## Instructions for the task:
Output the material below word for word, from its first line through the line that contains "(1387, 592)", with both ends included.
+++ Input rows
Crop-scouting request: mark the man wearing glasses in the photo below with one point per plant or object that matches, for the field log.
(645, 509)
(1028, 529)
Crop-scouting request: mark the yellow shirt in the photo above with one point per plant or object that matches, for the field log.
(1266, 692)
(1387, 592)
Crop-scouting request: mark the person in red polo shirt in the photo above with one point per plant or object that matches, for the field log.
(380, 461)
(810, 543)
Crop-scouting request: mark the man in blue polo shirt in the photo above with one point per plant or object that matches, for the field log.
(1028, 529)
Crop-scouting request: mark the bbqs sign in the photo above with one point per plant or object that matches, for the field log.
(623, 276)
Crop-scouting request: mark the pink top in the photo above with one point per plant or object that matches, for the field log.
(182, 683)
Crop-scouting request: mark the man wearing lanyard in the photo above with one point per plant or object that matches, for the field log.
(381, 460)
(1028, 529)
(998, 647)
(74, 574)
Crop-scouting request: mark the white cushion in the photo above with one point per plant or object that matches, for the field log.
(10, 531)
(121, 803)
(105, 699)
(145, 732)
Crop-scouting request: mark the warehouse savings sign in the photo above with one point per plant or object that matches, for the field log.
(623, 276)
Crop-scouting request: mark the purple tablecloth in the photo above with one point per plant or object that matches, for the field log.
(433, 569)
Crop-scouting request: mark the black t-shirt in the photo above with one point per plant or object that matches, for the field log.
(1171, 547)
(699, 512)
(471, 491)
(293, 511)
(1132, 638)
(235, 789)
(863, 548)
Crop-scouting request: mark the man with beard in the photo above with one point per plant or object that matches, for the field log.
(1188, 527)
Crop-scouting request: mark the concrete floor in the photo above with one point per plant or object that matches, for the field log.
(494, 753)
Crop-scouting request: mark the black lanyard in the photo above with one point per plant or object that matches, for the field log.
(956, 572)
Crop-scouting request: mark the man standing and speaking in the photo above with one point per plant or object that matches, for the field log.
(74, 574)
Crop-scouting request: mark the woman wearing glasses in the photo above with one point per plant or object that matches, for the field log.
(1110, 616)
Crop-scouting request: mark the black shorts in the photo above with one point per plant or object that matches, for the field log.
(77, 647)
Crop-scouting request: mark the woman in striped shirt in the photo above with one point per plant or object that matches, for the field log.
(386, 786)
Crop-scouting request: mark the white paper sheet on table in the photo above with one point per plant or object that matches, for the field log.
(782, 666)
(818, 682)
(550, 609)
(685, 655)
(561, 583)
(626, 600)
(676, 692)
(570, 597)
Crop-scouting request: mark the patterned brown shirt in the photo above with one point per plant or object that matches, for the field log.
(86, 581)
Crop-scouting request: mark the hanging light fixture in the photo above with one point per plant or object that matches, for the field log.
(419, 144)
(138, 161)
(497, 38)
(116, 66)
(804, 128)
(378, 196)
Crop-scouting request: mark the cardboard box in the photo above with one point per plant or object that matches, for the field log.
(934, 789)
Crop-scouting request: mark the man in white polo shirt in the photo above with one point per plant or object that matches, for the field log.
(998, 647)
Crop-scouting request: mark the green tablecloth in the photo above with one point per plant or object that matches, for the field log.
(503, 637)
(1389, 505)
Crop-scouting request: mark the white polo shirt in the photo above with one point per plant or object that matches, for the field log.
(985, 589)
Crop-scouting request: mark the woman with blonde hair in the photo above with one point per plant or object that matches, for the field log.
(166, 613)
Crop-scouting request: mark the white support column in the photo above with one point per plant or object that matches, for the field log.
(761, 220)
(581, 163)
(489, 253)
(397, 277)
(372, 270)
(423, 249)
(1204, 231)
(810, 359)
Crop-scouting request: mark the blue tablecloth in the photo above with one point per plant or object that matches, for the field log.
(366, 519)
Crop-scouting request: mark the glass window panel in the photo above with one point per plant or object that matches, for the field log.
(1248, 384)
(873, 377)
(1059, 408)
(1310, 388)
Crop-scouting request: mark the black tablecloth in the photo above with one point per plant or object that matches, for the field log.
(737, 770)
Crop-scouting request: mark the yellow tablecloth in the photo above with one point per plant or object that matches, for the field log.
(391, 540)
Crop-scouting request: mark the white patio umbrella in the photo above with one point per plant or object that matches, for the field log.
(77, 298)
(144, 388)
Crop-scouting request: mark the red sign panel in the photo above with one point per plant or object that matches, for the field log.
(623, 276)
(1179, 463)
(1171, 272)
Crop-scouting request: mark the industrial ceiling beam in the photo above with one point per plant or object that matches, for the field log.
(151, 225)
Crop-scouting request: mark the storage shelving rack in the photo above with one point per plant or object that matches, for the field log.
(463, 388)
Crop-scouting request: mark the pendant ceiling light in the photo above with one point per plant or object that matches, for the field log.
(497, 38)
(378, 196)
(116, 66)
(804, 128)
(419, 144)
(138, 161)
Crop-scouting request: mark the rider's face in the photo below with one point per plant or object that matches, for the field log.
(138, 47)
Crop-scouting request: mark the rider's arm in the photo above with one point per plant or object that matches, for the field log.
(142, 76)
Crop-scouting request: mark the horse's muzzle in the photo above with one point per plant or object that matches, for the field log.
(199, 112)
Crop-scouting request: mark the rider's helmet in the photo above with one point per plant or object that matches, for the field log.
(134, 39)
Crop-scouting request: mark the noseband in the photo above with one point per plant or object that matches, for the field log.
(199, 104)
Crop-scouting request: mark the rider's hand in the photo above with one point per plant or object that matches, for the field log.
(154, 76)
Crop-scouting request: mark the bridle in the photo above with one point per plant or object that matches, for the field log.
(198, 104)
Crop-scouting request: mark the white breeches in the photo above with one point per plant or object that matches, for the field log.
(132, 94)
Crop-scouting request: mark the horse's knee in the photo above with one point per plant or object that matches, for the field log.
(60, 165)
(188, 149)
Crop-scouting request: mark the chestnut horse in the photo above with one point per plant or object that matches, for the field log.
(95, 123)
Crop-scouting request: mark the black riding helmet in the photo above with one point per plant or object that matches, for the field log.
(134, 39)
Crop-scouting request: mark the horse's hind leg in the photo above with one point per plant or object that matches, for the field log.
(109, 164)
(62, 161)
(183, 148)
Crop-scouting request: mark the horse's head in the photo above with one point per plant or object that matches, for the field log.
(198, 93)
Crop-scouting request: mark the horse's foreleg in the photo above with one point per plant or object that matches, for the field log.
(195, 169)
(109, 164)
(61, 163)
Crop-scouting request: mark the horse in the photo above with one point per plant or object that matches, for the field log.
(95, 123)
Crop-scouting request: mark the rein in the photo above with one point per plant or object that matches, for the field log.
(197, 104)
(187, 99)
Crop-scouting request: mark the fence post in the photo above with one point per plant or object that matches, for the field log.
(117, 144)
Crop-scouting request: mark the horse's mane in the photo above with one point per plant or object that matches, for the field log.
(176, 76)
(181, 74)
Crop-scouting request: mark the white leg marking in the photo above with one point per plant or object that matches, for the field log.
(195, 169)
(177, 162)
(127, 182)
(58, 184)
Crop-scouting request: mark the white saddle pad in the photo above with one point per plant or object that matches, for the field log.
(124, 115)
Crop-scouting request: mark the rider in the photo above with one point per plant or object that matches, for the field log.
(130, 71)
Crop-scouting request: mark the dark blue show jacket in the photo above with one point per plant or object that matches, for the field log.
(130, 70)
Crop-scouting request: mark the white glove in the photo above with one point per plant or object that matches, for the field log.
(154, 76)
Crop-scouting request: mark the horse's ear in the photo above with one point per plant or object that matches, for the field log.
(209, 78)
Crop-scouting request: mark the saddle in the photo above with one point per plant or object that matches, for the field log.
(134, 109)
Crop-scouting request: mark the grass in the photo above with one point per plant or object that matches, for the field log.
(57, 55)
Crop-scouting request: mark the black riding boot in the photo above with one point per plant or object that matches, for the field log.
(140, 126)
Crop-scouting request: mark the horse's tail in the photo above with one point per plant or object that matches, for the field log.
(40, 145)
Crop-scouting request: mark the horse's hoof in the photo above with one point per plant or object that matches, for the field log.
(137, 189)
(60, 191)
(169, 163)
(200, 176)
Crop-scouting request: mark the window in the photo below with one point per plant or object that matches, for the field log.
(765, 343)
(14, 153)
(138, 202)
++++++
## Solution for this problem:
Crop-scouting request: mark the man wearing glasses in the photo below with one point per plant or object that matches, for the field log.
(645, 509)
(1028, 529)
Crop-scouting request: mark the yellow shirt in the photo above with one point per plant or object that matches, for the field log.
(1266, 692)
(1387, 592)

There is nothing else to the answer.